WHAT YOU ARE ASKED TO DO: Copy out only the lines below that contain the string "dark", treating uppercase and lowercase letters as different.

DATASET ENTRIES:
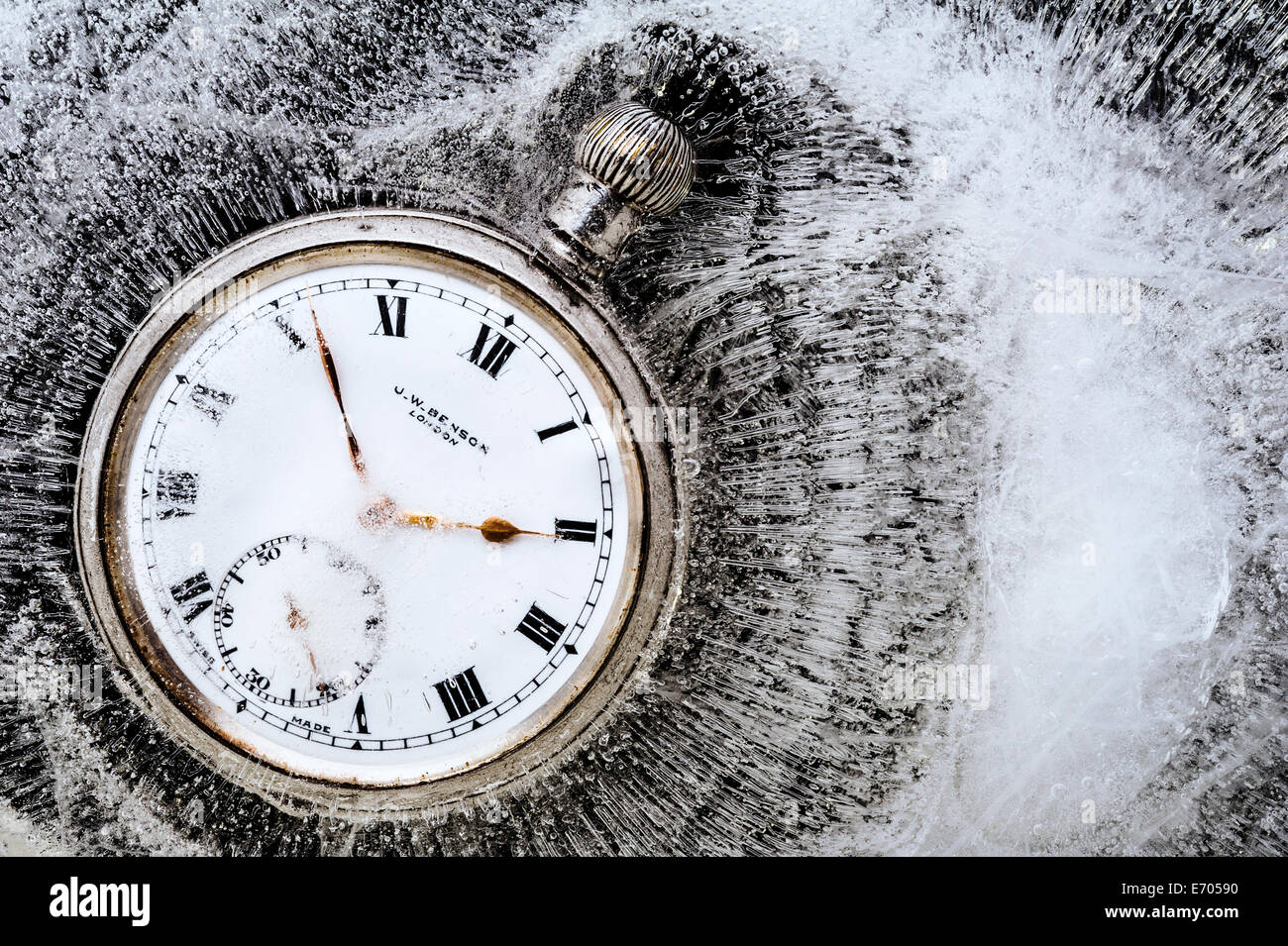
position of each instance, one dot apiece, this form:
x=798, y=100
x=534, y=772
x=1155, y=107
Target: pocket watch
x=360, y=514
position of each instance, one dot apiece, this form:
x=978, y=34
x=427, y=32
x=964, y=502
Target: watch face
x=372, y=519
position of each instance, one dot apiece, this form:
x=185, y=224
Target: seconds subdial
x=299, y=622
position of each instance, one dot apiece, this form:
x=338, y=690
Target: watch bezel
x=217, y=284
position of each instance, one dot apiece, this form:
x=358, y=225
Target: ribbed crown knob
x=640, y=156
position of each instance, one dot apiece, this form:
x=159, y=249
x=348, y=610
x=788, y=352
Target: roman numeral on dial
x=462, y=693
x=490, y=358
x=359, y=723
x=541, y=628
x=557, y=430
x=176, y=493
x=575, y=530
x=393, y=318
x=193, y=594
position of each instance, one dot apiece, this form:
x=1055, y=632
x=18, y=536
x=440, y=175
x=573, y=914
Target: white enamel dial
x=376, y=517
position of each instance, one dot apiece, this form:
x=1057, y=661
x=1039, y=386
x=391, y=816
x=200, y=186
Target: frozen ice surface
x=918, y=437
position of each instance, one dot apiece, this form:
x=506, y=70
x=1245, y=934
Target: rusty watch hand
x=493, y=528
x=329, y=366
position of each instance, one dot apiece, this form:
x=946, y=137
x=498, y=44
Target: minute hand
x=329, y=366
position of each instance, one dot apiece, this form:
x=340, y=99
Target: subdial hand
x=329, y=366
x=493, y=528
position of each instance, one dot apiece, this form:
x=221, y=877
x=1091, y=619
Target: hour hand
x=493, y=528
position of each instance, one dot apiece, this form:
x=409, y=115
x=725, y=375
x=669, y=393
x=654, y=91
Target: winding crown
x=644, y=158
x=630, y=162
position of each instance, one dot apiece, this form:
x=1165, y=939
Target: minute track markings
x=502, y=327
* * *
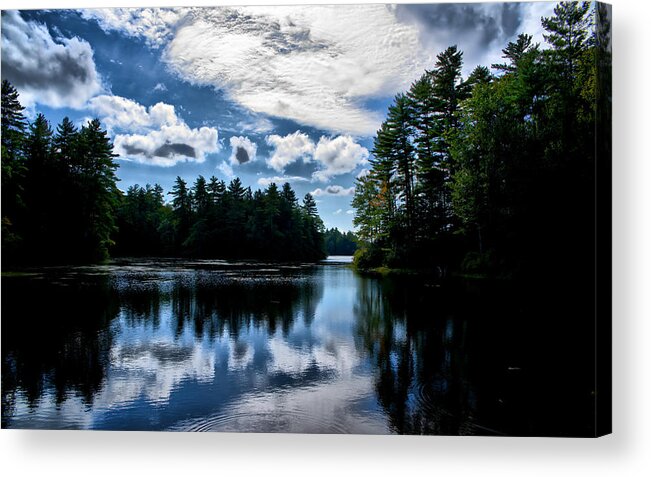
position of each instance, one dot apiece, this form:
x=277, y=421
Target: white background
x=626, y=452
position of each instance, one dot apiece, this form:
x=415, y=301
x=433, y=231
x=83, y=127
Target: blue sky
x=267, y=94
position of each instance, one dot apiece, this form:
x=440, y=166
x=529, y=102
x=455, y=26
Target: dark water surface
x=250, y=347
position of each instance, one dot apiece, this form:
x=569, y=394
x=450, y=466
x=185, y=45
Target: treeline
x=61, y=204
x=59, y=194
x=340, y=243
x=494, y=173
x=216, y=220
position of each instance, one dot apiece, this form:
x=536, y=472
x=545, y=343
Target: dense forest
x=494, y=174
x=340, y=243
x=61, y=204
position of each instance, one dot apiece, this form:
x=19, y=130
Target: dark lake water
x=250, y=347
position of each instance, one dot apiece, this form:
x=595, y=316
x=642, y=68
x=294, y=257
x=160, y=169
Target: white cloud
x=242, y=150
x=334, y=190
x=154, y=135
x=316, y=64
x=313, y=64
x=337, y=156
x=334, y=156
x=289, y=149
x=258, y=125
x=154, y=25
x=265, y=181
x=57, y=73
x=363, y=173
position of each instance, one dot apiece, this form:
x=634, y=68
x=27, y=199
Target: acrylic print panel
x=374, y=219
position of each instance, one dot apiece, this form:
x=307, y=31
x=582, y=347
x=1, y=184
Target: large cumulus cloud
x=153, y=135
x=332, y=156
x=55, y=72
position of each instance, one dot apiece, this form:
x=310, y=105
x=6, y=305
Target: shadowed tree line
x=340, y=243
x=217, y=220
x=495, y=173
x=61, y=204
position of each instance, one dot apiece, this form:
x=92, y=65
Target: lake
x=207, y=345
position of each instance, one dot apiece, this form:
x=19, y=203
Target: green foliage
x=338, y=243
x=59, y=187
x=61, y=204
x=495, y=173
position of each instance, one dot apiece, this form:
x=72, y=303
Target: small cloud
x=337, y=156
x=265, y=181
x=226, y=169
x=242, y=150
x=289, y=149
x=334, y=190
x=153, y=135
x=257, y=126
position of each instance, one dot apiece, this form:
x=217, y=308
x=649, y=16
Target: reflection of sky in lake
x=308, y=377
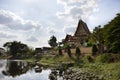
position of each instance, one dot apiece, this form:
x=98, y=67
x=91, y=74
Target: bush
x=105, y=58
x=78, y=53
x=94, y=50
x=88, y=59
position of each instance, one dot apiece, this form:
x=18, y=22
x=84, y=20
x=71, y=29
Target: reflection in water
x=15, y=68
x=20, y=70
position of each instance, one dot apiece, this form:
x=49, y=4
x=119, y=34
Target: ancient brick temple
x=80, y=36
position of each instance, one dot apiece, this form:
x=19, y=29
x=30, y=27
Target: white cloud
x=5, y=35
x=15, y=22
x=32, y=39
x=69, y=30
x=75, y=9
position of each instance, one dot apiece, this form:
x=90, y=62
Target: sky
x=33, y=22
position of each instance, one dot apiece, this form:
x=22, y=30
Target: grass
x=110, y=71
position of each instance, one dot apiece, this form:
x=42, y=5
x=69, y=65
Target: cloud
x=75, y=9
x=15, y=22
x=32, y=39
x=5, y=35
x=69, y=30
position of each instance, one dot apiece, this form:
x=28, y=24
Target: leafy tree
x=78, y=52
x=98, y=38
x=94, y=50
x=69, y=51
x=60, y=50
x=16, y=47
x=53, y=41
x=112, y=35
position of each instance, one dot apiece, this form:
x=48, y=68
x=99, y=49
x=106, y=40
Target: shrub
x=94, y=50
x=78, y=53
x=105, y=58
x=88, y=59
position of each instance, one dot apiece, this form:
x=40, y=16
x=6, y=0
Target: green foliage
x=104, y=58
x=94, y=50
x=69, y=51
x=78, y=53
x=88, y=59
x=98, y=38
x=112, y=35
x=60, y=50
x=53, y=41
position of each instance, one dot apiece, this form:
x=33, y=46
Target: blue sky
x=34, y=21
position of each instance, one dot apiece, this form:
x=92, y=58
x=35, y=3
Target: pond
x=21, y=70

RESULT OF THIS TASK:
Target: dark water surface
Target: dark lake water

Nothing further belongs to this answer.